DEINE AUFGABE: Schreib den Textauszug ab „Die Menschen sind“ bis einschließlich „Monate bedeuten konnte.“ noch mal ab und ersetze dabei „Lungenentzündung“ durch „Bronchitis“.

TEXTAUSZUG:
_ _ _ _ _
Die Menschen sind oft mangel- und fehlernährt

Pragmatisch wäre eine Entscheidung in so einem Fall,  eine Lungenentzündung als gegeben anzunehmen und diese klassisch mit einem Antibiotikum zu behandeln und den Patienten in 14 Tagen wiederzusehen und den Fragenkatalog erneut abzuarbeiten, in der Hoffnung eben keine Tuberkulose, sonder „nur“ eine Lungenentzündung behandelt zu haben – oder zweigleisig unter Ausnützung der diagnostischen Ressourcen (Röntgen und Untersuchung des Auswurf ) sowohl eine antibiotische Behandlung als auch die diagnostischen Möglichkeiten gleichzeitig ! auszuschöpfen, wobei „gleich“ auch mal ein bis zwei  Monate bedeuten konnte.

Ein anderes Beispiel war die geäußerte Angabe: Chestpain – meint: Schmerzen im Brustkorbbereich. In Deutschland würden wir sicherheitshalber erst mal versuchen alle Möglichkeiten einer Herzerkrankung auszuschließen. Hier im Urwald stellte sich die Frage nach dem was, dem wo und dem wann.

Das führte fast immer zu der Verdachtsdiagnose eines Hungerschmerzes, der aber auch durch zu viel Einnahme von Schmerzmitteln verstärkt gewesen sein konnte. Die Behandlung bestand in der Gabe von säurehemmenden Medikamenten. Ich muss hier einen Augenblick innehalten, weil mir schmerzlich bewusst wird, dass mein  humanitärer Auftrag als Arzt bei den German Doctors kollidiert mit der unlösbaren Situation, dass diese Mangyan Bevölkerung in einer unerträglichen Mangelernährungssituation in einem Staat lebt, dessen Menschen zu 90% überzeugte Christen sind. Warum bekommt dieser von Hunger geplagte Mensch ein Medikament und nicht etwa eine Schale Reis ?

Der Abschied fiel nicht leicht

Meine Aufgewühltheit bei diesen Gedanken wird aber durch den Blick auf die Geschichte dieser Nation besänftigt. Ein Land, dem es als erstes in Südostasien die Befreiung aus der Unterdrückung durch die Kolonialmacht ( in diesem Fall Spanien ) gelang und einen Menschen ehrt, den sie den ersten Filipino nennen: Jose Rizal, der in mir, nachdem ich mich mit seiner Person beschäftigt hatte, große Bewunderung auslöste. Wie immer, auch wie bei uns,  ist es eine Frage der Verteilung der Ressourcen und der Macht, die über Elend ( Krankheit ) oder Wohlstand entscheiden. Nicht aber über Glück.  – siehe das Märchen: Hans im Glück.
_ _ _ _ _
DATEN:

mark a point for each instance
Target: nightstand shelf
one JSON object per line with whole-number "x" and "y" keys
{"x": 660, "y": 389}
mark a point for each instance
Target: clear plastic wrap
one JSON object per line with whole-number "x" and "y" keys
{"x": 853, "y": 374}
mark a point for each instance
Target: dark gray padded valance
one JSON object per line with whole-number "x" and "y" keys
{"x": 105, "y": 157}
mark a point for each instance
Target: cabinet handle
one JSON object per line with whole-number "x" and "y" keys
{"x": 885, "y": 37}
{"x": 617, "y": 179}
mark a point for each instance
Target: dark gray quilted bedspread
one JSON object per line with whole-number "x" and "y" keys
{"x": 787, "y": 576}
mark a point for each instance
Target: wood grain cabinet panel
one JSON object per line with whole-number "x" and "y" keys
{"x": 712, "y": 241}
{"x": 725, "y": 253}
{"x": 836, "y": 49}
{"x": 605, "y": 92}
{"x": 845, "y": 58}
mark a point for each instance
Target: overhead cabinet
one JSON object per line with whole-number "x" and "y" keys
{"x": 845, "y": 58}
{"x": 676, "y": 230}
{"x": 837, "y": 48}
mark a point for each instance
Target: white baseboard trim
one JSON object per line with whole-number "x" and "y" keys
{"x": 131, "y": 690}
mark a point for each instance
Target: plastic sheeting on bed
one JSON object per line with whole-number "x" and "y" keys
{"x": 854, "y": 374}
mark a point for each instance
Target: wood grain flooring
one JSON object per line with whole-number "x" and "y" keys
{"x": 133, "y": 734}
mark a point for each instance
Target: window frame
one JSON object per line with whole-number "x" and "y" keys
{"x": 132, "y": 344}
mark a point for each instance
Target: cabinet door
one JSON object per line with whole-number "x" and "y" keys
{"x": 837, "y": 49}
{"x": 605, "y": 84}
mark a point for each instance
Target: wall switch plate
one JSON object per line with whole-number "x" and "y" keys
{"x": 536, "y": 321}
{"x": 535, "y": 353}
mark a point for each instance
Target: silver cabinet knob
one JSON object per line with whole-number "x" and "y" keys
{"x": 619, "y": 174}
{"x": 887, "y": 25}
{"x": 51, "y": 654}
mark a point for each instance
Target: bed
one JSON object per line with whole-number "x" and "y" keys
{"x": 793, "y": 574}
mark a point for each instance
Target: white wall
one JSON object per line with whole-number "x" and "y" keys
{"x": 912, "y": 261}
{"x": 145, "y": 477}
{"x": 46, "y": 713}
_ _ _ _ _
FERTIGE LÖSUNG:
Die Menschen sind oft mangel- und fehlernährt

Pragmatisch wäre eine Entscheidung in so einem Fall,  eine Bronchitis als gegeben anzunehmen und diese klassisch mit einem Antibiotikum zu behandeln und den Patienten in 14 Tagen wiederzusehen und den Fragenkatalog erneut abzuarbeiten, in der Hoffnung eben keine Tuberkulose, sonder „nur“ eine Bronchitis behandelt zu haben – oder zweigleisig unter Ausnützung der diagnostischen Ressourcen (Röntgen und Untersuchung des Auswurf ) sowohl eine antibiotische Behandlung als auch die diagnostischen Möglichkeiten gleichzeitig ! auszuschöpfen, wobei „gleich“ auch mal ein bis zwei  Monate bedeuten konnte.